15 Mit diesem Vorbringen wird keine Rechtswidrigkeit des angefochtenen Erkenntnisses aufgezeigt. Die Revisionswerberin hat weder im Verwaltungsverfahren noch vor dem BFG eine innere Aufteilung der Geschäftsführungsagenden, wonach nicht sie, sondern S. mit Abgabenangelegenheiten betraut gewesen wäre, behauptet. Eine solche Behauptung, der das im Verfahren vor dem Verwaltungsgerichtshof geltende Neuerungsverbot entgegenstünde, wird auch in der Revision nicht erhoben. Die in der mündlichen Verhandlung geltend gemachte Tätigkeit des Ehegatten der Revisionswerberin und somit einer nicht zum Geschäftsführer bestellten Person als faktischer Geschäftsführer ist nicht Gegenstand der Rechtsprechung des Verwaltungsgerichtshofes, von der das Bundesfinanzgericht nach dem Vorbringen zur Zulässigkeit der Revision (§ 28 Abs. 3 VwGG) abgewichen sein soll, und wird in der Revision weder im Zulässigkeitsvorbringen noch in den Revisionsgründen zur Sprache gebracht. Auf die Behandlung dieses Themas im angefochtenen Erkenntnis wird nirgends eingegangen. 16 In der Revision werden somit keine Rechtsfragen aufgeworfen, denen im Sinne des Art. 133 Abs. 4 B-VG grundsätzliche Bedeutung zukäme. Die Revision war daher zurückzuweisen.

•••

§ **AUFGABE**
Geben Sie den Lesetext zur Zurückweisung der Revision vollständig und wortgetreu wieder. Stützen Sie sich allein auf den Lesetext.

§ **DATEN**

•••

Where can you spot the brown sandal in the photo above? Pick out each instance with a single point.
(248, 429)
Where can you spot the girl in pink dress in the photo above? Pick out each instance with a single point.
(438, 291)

•••

§ **ERGEBNIS DER AUFGABE**
15 Mit diesem Vorbringen wird keine Rechtswidrigkeit des angefochtenen Erkenntnisses aufgezeigt. Die Revisionswerberin hat weder im Verwaltungsverfahren noch vor dem BFG eine innere Aufteilung der Geschäftsführungsagenden, wonach nicht sie, sondern S. mit Abgabenangelegenheiten betraut gewesen wäre, behauptet. Eine solche Behauptung, der das im Verfahren vor dem Verwaltungsgerichtshof geltende Neuerungsverbot entgegenstünde, wird auch in der Revision nicht erhoben. Die in der mündlichen Verhandlung geltend gemachte Tätigkeit des Ehegatten der Revisionswerberin und somit einer nicht zum Geschäftsführer bestellten Person als faktischer Geschäftsführer ist nicht Gegenstand der Rechtsprechung des Verwaltungsgerichtshofes, von der das Bundesfinanzgericht nach dem Vorbringen zur Zulässigkeit der Revision (§ 28 Abs. 3 VwGG) abgewichen sein soll, und wird in der Revision weder im Zulässigkeitsvorbringen noch in den Revisionsgründen zur Sprache gebracht. Auf die Behandlung dieses Themas im angefochtenen Erkenntnis wird nirgends eingegangen. 16 In der Revision werden somit keine Rechtsfragen aufgeworfen, denen im Sinne des Art. 133 Abs. 4 B-VG grundsätzliche Bedeutung zukäme. Die Revision war daher zurückzuweisen.